▼▼▼

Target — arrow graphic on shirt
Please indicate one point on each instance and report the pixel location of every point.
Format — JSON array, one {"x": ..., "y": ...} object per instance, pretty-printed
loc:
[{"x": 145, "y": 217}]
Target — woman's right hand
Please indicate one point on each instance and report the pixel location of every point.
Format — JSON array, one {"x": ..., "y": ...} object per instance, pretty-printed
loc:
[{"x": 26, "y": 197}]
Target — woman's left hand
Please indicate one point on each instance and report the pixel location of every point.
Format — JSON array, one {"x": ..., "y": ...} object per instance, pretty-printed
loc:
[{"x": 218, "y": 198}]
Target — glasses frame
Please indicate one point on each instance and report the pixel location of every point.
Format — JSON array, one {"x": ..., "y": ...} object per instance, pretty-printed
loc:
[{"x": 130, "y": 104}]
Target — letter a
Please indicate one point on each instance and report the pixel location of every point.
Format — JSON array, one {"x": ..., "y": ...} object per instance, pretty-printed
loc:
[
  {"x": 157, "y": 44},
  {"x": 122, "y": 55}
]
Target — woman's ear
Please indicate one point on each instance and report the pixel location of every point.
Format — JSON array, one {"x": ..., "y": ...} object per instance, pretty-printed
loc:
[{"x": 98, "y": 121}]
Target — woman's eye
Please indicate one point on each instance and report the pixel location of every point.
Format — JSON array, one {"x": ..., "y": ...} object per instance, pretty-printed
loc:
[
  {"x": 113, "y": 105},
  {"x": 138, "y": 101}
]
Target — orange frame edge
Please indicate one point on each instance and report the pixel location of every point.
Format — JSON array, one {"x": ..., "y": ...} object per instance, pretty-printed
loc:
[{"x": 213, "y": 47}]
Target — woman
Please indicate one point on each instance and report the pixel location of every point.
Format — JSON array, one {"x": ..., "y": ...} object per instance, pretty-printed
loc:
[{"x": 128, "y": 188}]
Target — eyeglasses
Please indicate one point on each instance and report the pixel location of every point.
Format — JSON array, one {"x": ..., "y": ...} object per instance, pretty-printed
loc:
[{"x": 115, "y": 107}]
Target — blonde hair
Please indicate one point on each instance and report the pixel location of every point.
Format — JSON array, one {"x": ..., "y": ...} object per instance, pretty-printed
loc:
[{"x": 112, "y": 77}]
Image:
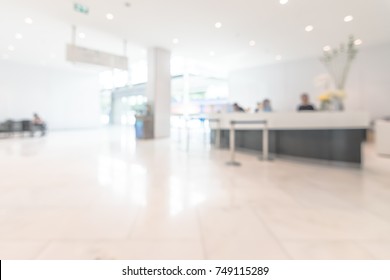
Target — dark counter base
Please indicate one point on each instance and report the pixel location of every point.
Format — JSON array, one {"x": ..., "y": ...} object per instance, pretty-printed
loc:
[{"x": 333, "y": 145}]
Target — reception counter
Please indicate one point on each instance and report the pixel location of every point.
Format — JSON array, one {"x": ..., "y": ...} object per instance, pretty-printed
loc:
[
  {"x": 333, "y": 136},
  {"x": 382, "y": 129}
]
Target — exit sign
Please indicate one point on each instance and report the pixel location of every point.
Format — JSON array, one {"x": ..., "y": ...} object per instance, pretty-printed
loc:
[{"x": 80, "y": 8}]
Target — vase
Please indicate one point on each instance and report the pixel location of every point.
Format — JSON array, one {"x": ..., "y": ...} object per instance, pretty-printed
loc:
[{"x": 336, "y": 104}]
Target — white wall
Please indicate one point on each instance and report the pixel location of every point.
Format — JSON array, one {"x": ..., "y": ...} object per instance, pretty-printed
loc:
[
  {"x": 66, "y": 99},
  {"x": 368, "y": 87}
]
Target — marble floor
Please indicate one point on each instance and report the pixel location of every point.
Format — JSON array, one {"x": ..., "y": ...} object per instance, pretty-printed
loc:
[{"x": 100, "y": 194}]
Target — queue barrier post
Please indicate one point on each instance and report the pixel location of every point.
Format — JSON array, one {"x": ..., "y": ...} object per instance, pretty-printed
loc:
[
  {"x": 232, "y": 141},
  {"x": 203, "y": 120},
  {"x": 232, "y": 145}
]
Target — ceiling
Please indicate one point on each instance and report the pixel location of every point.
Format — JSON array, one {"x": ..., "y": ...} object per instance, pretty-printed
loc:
[{"x": 276, "y": 29}]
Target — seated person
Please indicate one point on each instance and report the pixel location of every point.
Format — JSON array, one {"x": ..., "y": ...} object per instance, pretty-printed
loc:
[
  {"x": 237, "y": 108},
  {"x": 38, "y": 123},
  {"x": 305, "y": 105},
  {"x": 267, "y": 105}
]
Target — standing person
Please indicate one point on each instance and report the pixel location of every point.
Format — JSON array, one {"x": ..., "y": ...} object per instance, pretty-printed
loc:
[
  {"x": 267, "y": 105},
  {"x": 259, "y": 107},
  {"x": 238, "y": 108},
  {"x": 305, "y": 105},
  {"x": 37, "y": 122}
]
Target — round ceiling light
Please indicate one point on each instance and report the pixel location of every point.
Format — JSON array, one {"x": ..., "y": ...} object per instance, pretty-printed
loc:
[
  {"x": 348, "y": 18},
  {"x": 309, "y": 28},
  {"x": 28, "y": 20}
]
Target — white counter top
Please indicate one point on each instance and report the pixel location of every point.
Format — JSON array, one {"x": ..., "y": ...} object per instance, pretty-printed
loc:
[
  {"x": 382, "y": 137},
  {"x": 296, "y": 120}
]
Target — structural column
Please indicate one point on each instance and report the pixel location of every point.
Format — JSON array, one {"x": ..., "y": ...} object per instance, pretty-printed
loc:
[{"x": 159, "y": 90}]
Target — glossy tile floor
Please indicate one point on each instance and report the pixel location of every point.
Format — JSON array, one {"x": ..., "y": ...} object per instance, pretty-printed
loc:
[{"x": 102, "y": 195}]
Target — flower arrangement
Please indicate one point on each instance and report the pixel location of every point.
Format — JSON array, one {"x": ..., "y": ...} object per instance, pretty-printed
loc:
[
  {"x": 332, "y": 99},
  {"x": 338, "y": 63}
]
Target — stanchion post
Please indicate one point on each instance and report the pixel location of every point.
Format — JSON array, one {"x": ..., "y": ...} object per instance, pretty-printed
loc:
[
  {"x": 188, "y": 135},
  {"x": 218, "y": 135},
  {"x": 265, "y": 142},
  {"x": 232, "y": 140}
]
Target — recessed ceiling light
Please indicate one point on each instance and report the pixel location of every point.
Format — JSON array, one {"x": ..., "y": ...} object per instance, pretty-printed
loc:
[
  {"x": 109, "y": 16},
  {"x": 28, "y": 20},
  {"x": 18, "y": 36},
  {"x": 309, "y": 28},
  {"x": 348, "y": 18}
]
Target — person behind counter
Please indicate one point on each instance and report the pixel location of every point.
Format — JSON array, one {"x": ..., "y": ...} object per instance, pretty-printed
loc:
[
  {"x": 305, "y": 105},
  {"x": 267, "y": 105},
  {"x": 259, "y": 107},
  {"x": 38, "y": 123},
  {"x": 238, "y": 108}
]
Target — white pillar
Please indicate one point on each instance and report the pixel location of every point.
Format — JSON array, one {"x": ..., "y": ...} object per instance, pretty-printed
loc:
[{"x": 159, "y": 90}]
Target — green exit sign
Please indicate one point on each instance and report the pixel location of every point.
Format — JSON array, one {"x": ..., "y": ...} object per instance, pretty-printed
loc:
[{"x": 80, "y": 8}]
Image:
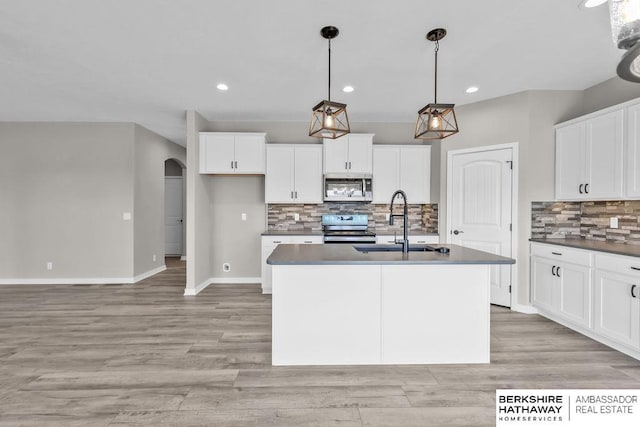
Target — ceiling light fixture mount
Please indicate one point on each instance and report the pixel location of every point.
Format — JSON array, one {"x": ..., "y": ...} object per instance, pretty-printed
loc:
[
  {"x": 329, "y": 119},
  {"x": 625, "y": 29},
  {"x": 436, "y": 121}
]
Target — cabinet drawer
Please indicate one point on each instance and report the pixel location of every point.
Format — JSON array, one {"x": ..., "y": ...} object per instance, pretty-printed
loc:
[
  {"x": 618, "y": 263},
  {"x": 275, "y": 240},
  {"x": 562, "y": 254},
  {"x": 306, "y": 239}
]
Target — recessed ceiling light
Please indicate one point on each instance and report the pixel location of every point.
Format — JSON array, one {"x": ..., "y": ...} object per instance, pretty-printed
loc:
[{"x": 587, "y": 4}]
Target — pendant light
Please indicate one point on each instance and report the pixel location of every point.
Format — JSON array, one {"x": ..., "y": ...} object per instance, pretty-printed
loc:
[
  {"x": 625, "y": 28},
  {"x": 329, "y": 119},
  {"x": 436, "y": 121}
]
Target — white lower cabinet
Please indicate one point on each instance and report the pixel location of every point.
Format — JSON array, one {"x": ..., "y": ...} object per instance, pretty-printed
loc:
[
  {"x": 270, "y": 242},
  {"x": 428, "y": 239},
  {"x": 563, "y": 288},
  {"x": 617, "y": 300},
  {"x": 595, "y": 293}
]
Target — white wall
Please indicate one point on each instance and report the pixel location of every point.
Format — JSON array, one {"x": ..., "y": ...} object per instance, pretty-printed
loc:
[
  {"x": 199, "y": 219},
  {"x": 150, "y": 153}
]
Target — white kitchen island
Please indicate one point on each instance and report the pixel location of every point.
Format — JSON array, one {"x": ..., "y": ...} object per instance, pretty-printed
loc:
[{"x": 333, "y": 305}]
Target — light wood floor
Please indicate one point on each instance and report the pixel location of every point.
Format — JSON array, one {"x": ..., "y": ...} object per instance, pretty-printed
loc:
[{"x": 146, "y": 355}]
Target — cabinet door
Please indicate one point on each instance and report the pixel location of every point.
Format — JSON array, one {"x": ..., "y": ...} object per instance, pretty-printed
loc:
[
  {"x": 278, "y": 181},
  {"x": 603, "y": 139},
  {"x": 575, "y": 293},
  {"x": 360, "y": 154},
  {"x": 217, "y": 153},
  {"x": 249, "y": 154},
  {"x": 544, "y": 285},
  {"x": 415, "y": 176},
  {"x": 632, "y": 156},
  {"x": 617, "y": 314},
  {"x": 308, "y": 174},
  {"x": 335, "y": 155},
  {"x": 570, "y": 162},
  {"x": 386, "y": 173}
]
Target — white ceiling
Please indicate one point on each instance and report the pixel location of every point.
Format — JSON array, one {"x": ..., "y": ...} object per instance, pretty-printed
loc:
[{"x": 147, "y": 61}]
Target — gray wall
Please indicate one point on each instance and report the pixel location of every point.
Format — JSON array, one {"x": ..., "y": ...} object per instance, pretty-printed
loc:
[
  {"x": 528, "y": 119},
  {"x": 150, "y": 153},
  {"x": 63, "y": 190}
]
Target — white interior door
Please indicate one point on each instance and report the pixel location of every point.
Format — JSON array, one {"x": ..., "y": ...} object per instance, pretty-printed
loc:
[
  {"x": 480, "y": 214},
  {"x": 173, "y": 215}
]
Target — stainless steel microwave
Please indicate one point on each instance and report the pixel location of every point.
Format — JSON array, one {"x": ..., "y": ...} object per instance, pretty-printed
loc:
[{"x": 348, "y": 188}]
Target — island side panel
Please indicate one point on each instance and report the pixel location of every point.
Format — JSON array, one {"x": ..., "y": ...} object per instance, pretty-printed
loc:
[
  {"x": 435, "y": 314},
  {"x": 326, "y": 315}
]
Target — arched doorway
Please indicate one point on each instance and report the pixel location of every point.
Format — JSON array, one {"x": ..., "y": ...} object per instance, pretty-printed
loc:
[{"x": 174, "y": 210}]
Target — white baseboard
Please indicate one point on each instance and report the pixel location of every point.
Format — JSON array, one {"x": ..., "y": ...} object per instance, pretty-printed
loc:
[
  {"x": 524, "y": 309},
  {"x": 236, "y": 280},
  {"x": 221, "y": 281},
  {"x": 149, "y": 273},
  {"x": 85, "y": 280}
]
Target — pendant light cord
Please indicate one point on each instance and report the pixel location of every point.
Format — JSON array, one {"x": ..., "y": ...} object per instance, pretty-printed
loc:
[
  {"x": 329, "y": 85},
  {"x": 435, "y": 80}
]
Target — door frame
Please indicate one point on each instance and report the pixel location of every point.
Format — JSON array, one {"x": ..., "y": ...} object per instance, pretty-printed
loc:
[
  {"x": 514, "y": 204},
  {"x": 182, "y": 208}
]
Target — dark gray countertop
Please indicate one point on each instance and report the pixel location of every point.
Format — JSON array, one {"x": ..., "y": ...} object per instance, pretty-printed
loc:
[
  {"x": 340, "y": 254},
  {"x": 300, "y": 232},
  {"x": 312, "y": 232},
  {"x": 594, "y": 245}
]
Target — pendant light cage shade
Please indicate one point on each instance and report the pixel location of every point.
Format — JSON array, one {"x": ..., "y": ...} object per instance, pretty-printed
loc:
[
  {"x": 329, "y": 120},
  {"x": 625, "y": 29},
  {"x": 436, "y": 121}
]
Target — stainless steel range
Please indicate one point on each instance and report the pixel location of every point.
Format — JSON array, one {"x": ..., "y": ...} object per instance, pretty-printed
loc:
[{"x": 347, "y": 229}]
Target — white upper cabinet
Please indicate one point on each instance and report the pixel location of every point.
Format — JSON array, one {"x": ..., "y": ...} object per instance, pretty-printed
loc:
[
  {"x": 589, "y": 158},
  {"x": 232, "y": 153},
  {"x": 294, "y": 173},
  {"x": 402, "y": 167},
  {"x": 349, "y": 154}
]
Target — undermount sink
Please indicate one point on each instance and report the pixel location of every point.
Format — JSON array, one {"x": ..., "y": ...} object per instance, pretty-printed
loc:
[{"x": 393, "y": 248}]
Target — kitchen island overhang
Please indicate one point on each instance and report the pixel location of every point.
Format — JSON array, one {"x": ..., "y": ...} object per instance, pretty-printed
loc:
[{"x": 333, "y": 305}]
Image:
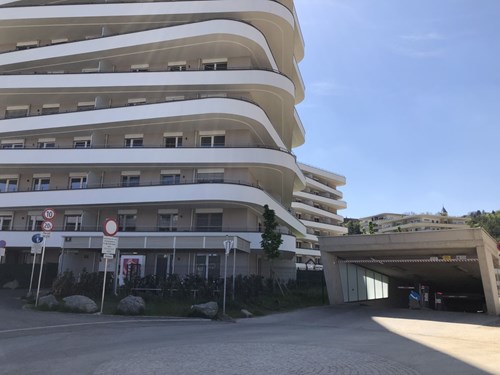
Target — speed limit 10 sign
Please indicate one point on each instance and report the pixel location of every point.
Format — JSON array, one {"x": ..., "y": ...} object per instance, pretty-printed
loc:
[{"x": 49, "y": 214}]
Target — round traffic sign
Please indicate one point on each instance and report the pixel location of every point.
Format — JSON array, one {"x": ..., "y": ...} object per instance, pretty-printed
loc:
[
  {"x": 49, "y": 214},
  {"x": 110, "y": 227},
  {"x": 37, "y": 238},
  {"x": 47, "y": 226}
]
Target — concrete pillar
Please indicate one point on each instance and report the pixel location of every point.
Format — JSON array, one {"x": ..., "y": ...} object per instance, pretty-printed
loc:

▲▲▲

- _What is asked_
Give back the lines above exactly, from the one with "Target — round traffic sign" through the last line.

- _Output for this task_
Target — round traffic sign
Please indicate one point on each instance and report the pixel location of every point.
Format — JSON array, one {"x": ..., "y": ...} object per instance, pretty-printed
loc:
[
  {"x": 49, "y": 214},
  {"x": 110, "y": 227},
  {"x": 37, "y": 238},
  {"x": 47, "y": 226}
]
Target — concrete pillar
Please indicate one point on each instance and report the pixel location of every point.
Format — JSON array, one {"x": ..., "y": ...} object per instance, pretty-printed
loc:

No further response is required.